WRITTEN TASK: Please change every "put a dot on" in the data below to "mark" and leave everything else as it is.

RECORD EXTRACTS:
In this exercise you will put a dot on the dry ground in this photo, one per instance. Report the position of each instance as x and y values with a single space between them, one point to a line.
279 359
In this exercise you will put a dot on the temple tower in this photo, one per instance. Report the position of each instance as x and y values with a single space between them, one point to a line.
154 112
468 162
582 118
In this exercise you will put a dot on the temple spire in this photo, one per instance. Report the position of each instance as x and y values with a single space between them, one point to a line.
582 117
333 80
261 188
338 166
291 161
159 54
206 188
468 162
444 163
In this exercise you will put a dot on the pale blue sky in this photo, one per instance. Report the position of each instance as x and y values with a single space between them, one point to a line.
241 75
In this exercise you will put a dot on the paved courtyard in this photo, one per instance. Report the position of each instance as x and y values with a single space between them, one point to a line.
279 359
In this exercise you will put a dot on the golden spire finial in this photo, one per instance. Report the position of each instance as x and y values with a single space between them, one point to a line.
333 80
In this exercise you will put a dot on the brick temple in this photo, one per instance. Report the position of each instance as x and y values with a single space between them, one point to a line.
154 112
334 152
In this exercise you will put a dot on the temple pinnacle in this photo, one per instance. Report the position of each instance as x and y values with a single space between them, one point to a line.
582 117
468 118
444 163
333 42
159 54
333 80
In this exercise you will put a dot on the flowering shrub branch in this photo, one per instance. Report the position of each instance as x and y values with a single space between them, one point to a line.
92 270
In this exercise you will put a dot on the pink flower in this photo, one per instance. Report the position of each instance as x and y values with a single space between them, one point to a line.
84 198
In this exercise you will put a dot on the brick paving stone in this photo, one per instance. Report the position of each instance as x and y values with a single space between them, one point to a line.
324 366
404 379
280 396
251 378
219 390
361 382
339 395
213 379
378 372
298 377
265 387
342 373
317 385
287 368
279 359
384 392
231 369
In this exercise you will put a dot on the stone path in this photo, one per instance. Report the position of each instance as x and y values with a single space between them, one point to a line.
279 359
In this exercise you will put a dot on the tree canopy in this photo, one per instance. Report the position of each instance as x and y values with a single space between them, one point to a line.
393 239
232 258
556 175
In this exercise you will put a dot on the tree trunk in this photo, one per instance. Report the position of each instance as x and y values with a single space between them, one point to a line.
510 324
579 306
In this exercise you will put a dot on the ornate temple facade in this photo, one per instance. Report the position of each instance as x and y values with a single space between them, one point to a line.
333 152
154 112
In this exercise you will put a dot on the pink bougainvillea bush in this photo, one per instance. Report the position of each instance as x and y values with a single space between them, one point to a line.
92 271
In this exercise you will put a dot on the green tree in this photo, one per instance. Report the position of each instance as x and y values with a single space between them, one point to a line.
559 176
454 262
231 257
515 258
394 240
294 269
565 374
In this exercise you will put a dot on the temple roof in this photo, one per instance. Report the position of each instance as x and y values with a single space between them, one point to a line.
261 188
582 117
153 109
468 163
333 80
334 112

OUTPUT OF THE EXERCISE:
In this exercise you will mark the dry ground in this photo, one per instance. Report the position of each instance as x and y values with a single space between them, one point to a line.
279 359
In this exercise you will mark the temple tower in this photo, one per instance. Report the position of each instance as x and y values with a single space between them, one point to a line.
154 112
468 162
582 118
In this exercise you will mark the temple spire in this photo, one per instance. Report the position of each instance as x and y values with a single space between them, one point to a line.
582 117
333 80
261 188
338 166
291 161
159 54
206 188
468 162
444 163
In this exercise you will mark the pale blue sky in this photo, one per instance. Report the position of each instance as x and y values with a single space between them, one point to a line.
241 75
In this exercise you will mark the paved courtyard in this photo, one per instance. Report the position of each instance as x and y values with a single space between them, one point to a line.
279 359
In this exercise you will mark the golden spire finial in this photo, one per instance. Report the position of each instance as x and y values with a single space between them, one point to a line.
333 80
In this exercise you will mark the brick temple in this photo, one per instance. Report the position of each instance as x and y values with a single space between them, one point to a line.
154 112
334 152
In this exercise you will mark the temple pinnacle in this photo, one per instance. Report the position of each instance as x and y values with a single space between them, one point to a line.
582 117
468 118
444 163
333 42
159 54
333 80
In this exercise you will mark the flowering shrub branch in this photo, one per instance. Report the position of each instance as x and y values with a single space between them, one point to a line.
92 270
In this exercise you will mark the pink flower in this photo, one per instance. Report the position of each instance as x and y values with a single space between them, one point to a line.
84 198
In this exercise you will mark the brick paving stone in this photo, one per instance. Report the position of each instance as x and y values with a single space between them, one point to a line.
324 366
404 379
280 396
251 378
219 390
361 382
339 395
213 379
378 372
298 377
265 387
342 373
317 385
287 368
279 359
384 392
231 369
In this exercise you will mark the stone path in this photo, one per instance. Report the position of each instance as x and y values with a single space between them, one point to a line.
279 359
In this exercise you will mark the tree canopy in this photo, one per instance. Report the position of each instance as x and y values with a single space between them, one point to a line.
393 239
232 258
556 175
In this exercise you will mark the tree trunk in this photo, one per instance. Report the position of each instance as x and y values with a single space between them, one point to a line.
510 324
579 306
In this exercise you will mark the ornate temple facade in this photo, one per instance. Report the position of each instance as x and y values with a single space between them, one point to a line.
333 152
154 112
In this exercise you will mark the pink bougainvillea bush in this photo, one per instance. Report the position of each instance as x and y values with a single space between them, one point to a line.
92 271
In this exercise you will mark the green tree in this photo, one per instance. Report the position of each instance as x and y values with a single space between them, one point to a line.
559 176
454 262
231 257
515 258
394 240
294 269
565 374
In this exercise you will mark the temple roof in this photo, one per instance. Report the position of each instance as x and y values with a single space between them, one point to a line.
261 188
582 117
153 109
468 163
333 80
334 112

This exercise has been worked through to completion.